───── SUPPLIED DATA
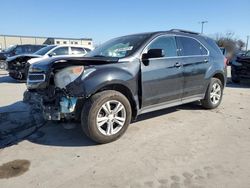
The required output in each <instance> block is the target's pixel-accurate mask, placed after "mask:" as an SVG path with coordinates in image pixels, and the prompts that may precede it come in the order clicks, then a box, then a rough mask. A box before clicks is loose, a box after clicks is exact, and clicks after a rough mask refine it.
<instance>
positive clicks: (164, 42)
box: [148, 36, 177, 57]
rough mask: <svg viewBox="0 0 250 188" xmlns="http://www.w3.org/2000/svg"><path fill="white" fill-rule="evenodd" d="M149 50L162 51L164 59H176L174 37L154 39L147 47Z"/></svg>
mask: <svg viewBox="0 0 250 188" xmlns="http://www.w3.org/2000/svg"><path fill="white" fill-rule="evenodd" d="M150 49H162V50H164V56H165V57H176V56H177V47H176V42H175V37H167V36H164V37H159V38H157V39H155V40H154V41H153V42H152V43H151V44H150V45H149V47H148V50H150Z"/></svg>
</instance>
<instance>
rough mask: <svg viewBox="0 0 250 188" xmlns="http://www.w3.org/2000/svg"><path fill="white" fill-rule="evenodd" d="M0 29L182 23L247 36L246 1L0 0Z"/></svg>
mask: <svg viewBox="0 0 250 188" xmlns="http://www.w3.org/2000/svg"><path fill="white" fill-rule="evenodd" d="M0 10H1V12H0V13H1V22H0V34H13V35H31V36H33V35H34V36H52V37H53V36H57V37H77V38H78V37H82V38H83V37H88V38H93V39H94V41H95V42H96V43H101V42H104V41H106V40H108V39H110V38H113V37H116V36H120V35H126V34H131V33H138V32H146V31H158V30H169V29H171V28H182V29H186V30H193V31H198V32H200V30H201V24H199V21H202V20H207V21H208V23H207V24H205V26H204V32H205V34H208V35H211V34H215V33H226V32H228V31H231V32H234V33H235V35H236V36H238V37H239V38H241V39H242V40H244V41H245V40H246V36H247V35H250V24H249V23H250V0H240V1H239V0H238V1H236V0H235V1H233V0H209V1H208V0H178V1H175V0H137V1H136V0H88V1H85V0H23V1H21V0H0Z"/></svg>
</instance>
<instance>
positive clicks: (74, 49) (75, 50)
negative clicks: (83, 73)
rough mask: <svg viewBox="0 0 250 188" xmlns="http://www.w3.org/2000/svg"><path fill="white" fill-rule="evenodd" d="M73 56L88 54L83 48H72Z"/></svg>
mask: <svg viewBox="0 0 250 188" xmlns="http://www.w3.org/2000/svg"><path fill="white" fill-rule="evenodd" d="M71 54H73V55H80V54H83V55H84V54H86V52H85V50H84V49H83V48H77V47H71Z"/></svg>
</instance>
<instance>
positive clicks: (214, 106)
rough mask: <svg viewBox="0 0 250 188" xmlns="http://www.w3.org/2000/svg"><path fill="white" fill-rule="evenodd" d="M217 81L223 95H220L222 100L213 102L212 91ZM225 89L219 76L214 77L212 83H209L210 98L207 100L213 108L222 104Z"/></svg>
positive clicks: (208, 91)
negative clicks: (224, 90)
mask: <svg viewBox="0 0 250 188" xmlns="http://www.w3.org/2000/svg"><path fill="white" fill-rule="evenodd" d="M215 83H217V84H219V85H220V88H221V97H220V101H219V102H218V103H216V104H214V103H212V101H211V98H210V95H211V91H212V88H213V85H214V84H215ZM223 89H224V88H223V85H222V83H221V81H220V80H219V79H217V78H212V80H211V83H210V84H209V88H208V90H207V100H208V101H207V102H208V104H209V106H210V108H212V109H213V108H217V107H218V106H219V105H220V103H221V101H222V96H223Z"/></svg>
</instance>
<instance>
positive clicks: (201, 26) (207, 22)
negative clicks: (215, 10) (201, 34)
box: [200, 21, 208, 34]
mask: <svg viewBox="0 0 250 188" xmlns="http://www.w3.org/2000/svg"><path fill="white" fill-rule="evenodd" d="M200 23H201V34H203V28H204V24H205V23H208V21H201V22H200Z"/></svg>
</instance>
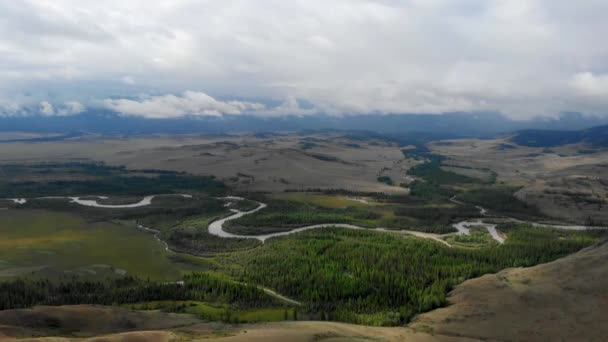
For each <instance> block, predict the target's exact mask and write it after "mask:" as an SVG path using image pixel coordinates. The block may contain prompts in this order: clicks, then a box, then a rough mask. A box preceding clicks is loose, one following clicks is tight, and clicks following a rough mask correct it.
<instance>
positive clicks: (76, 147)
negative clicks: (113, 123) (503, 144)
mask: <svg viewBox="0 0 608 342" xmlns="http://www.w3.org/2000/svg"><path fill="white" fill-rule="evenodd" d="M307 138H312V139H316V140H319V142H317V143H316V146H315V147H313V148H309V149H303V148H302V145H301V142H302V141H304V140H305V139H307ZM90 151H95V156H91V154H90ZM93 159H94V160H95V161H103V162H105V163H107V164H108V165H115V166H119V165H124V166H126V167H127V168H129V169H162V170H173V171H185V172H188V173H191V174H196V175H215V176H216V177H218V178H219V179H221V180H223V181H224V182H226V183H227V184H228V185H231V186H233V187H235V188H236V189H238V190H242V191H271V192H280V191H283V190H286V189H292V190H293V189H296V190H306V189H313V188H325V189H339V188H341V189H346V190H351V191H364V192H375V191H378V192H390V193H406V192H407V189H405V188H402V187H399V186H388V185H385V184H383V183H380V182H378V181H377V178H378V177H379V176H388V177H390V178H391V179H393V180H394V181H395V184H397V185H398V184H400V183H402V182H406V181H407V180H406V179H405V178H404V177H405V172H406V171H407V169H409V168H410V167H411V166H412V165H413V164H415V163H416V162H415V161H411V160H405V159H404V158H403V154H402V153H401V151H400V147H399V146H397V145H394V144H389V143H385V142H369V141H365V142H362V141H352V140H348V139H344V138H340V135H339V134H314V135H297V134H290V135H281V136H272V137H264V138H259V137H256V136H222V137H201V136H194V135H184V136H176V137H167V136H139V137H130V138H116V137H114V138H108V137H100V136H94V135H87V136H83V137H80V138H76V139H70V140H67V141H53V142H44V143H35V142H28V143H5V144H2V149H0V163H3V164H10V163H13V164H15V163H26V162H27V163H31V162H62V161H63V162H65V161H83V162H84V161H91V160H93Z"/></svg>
──────────
→ **EXERCISE REQUIREMENTS**
The answer is the lines above between the line holding "81L223 95H220L222 100L213" and the line holding "positive clicks: (208, 91)", inclusive, each written out exactly, and no others.

→ **REPLY TO THE TASK**
rough mask: <svg viewBox="0 0 250 188" xmlns="http://www.w3.org/2000/svg"><path fill="white" fill-rule="evenodd" d="M217 81L223 95H220L222 100L213 102L212 91ZM225 89L219 76L214 77L212 83H209L210 98L207 100L213 108L222 104Z"/></svg>
positive clicks: (208, 91)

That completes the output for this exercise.